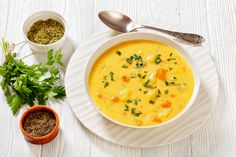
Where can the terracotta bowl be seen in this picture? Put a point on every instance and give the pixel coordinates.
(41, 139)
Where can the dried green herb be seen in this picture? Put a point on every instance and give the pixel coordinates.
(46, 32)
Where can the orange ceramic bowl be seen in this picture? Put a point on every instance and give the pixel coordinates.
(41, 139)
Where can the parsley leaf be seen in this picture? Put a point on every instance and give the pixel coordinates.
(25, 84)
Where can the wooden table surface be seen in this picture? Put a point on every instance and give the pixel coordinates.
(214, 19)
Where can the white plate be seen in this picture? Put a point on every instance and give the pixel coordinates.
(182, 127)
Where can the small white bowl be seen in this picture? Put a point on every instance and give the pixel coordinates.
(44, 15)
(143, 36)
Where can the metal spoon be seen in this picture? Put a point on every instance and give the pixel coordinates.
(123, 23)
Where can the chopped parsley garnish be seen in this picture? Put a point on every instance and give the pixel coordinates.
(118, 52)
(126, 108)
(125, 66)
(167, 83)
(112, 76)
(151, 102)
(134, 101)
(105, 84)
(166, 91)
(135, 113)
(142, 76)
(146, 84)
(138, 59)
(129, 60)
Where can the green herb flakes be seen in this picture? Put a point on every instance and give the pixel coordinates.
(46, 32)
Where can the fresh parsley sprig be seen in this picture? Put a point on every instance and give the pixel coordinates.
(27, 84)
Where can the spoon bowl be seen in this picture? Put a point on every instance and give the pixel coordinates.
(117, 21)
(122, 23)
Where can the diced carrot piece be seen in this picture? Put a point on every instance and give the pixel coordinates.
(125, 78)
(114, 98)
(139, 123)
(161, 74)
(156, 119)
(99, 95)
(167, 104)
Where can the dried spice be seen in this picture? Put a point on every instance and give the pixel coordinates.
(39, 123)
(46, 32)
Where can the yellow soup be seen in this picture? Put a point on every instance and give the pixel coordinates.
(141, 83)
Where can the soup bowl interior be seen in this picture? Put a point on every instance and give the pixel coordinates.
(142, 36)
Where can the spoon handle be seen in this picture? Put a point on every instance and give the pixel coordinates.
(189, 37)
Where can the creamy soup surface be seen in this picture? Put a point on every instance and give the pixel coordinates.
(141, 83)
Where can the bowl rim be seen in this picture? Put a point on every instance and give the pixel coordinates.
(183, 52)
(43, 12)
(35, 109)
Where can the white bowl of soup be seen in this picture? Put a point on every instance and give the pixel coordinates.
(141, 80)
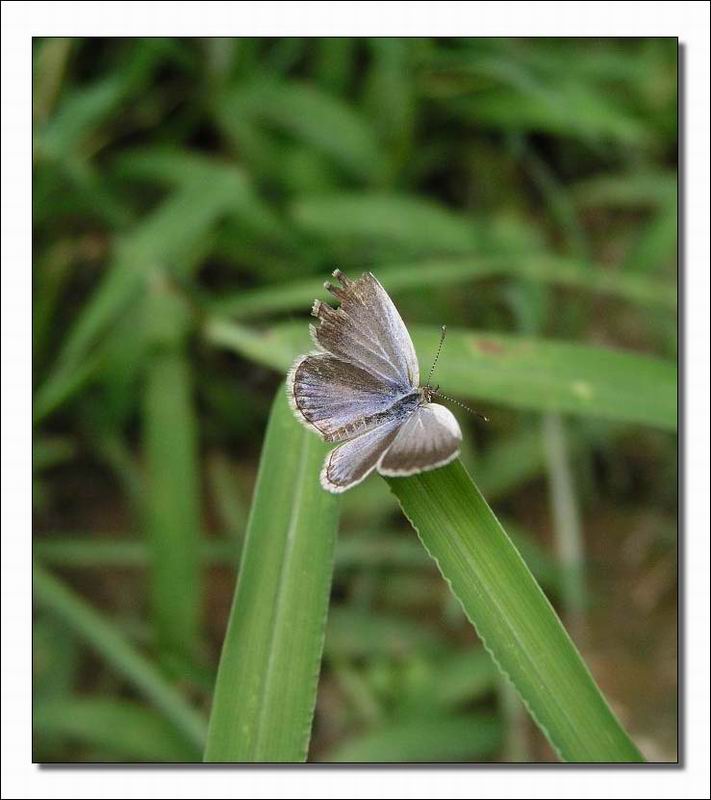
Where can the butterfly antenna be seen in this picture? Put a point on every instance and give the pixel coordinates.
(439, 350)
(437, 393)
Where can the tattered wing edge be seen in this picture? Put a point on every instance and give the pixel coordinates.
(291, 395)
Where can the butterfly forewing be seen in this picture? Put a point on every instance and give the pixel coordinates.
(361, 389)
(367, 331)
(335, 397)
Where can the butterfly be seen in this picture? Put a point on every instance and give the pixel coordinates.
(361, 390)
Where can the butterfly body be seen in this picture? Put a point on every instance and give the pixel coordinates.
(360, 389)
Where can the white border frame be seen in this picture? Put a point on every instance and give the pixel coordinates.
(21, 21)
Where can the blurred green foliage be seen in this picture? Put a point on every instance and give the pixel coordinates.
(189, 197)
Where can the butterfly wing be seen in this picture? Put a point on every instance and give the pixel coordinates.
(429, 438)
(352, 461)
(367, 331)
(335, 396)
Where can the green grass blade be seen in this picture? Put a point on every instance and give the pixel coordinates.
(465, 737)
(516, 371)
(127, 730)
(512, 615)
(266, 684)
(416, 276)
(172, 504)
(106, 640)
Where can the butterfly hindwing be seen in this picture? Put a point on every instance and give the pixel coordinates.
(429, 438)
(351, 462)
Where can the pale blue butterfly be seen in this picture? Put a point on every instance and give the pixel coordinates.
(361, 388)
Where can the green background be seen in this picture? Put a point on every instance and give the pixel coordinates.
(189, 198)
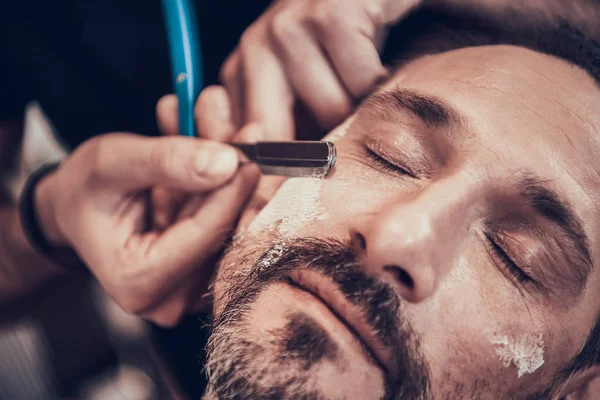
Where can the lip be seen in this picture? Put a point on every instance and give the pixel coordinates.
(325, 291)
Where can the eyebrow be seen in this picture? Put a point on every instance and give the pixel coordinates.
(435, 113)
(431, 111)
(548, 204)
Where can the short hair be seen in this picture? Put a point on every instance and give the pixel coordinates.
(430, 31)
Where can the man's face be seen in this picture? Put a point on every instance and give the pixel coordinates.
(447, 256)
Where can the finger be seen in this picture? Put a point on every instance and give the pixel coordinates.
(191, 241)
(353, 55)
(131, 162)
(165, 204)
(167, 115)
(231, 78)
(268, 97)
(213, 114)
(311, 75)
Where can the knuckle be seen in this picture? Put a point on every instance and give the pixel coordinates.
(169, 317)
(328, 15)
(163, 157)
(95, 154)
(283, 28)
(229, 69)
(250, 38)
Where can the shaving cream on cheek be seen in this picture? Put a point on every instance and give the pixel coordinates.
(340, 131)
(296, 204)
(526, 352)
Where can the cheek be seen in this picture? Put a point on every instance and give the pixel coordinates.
== == ==
● **ACTION ITEM**: Word for word, give again the lines from the line holding "Where can the green background" through the last line of the material, both included; pictures are not part of the copy.

● **RESULT FOR THIS TASK**:
Where can the green background be seen in this picture? Put a point on every instance and give the pixel coordinates.
(189, 198)
Where can the lip be seen in this picture? Put a point on every instance and give the pixel coordinates.
(325, 291)
Where can the eyebrow be seen in this picture? Put a point on every instance and give the pixel coordinates.
(435, 113)
(431, 111)
(548, 204)
Where can the short hair be seen in this picture? Put a point on every instance and give the pixel coordinates.
(430, 31)
Where can the man's face be seen in this picture? Put a point on every instance and give the pixel coordinates.
(447, 256)
Where can the finger be seen in this picture? Put a point on every instance and give the pixel coordinates.
(191, 241)
(353, 55)
(131, 162)
(165, 204)
(167, 115)
(231, 78)
(268, 97)
(213, 114)
(311, 75)
Where can the knuckle be seen in this picture? Put a point on every instance and give the pixel coordinates.
(169, 317)
(328, 15)
(163, 157)
(95, 154)
(283, 28)
(229, 69)
(250, 38)
Where can the shaving cream on cheek be seen in this picture? Put a point on every instance and give the pixel coordinates.
(340, 131)
(296, 204)
(526, 352)
Where can the cheek be seen in this picture? Put a point on every instance and give the pixel coordinates.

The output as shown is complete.